## EXERCISE
Return these lines exactly as they appear, leaving the pictures out of your answer.

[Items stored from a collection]
------------------------------
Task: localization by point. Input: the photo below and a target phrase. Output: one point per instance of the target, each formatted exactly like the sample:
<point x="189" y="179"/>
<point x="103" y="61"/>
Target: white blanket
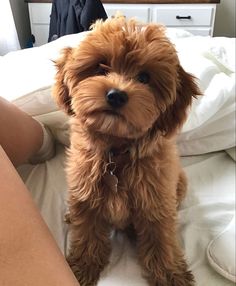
<point x="26" y="79"/>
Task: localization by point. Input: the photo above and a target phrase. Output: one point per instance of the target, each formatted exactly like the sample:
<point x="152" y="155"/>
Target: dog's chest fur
<point x="115" y="184"/>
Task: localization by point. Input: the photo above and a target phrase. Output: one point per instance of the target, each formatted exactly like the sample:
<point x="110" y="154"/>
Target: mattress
<point x="206" y="145"/>
<point x="206" y="211"/>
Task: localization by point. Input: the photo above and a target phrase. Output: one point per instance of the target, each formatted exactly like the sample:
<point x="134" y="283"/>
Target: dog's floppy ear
<point x="175" y="115"/>
<point x="60" y="89"/>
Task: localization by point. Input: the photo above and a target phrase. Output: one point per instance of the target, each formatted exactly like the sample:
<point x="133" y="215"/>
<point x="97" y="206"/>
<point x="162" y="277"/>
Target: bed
<point x="206" y="144"/>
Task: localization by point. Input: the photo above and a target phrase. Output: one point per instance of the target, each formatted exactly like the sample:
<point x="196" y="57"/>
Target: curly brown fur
<point x="141" y="62"/>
------------------------------
## EXERCISE SOLUTION
Task: localization by point. Input: the photo below and a target phrase. Output: one point per instance of the target, each formatted exactly like the sample:
<point x="189" y="179"/>
<point x="103" y="61"/>
Target: white blanket
<point x="26" y="79"/>
Task: localization by point. Input: the photo above and a target phrase. Output: one point per instance of the target, each formatted exactly like the sample:
<point x="152" y="155"/>
Target: dog's chest fur
<point x="115" y="184"/>
Task: localization by point. Input: the photo above and a target phrase. Output: one point per instance of the target, each formatted exactly like the sample:
<point x="110" y="154"/>
Target: mattress
<point x="206" y="145"/>
<point x="206" y="211"/>
Task: localization by point. Input: the photo above and a target phrase. Output: one point per instance of the target, each formatted exactly like the sample:
<point x="134" y="283"/>
Target: dog's floppy ear
<point x="175" y="115"/>
<point x="60" y="89"/>
Task: localization by point. Input: the photo above and a target phrase. Output: one point per instance of the target, each formatted exactly like the sample:
<point x="133" y="215"/>
<point x="97" y="206"/>
<point x="162" y="277"/>
Target: bed
<point x="206" y="144"/>
Task: localization by point. Input: the photo above and a target phrase. Output: one point per instance of the target, each formatted exactly like the sample:
<point x="196" y="57"/>
Target: curly brown fur
<point x="141" y="62"/>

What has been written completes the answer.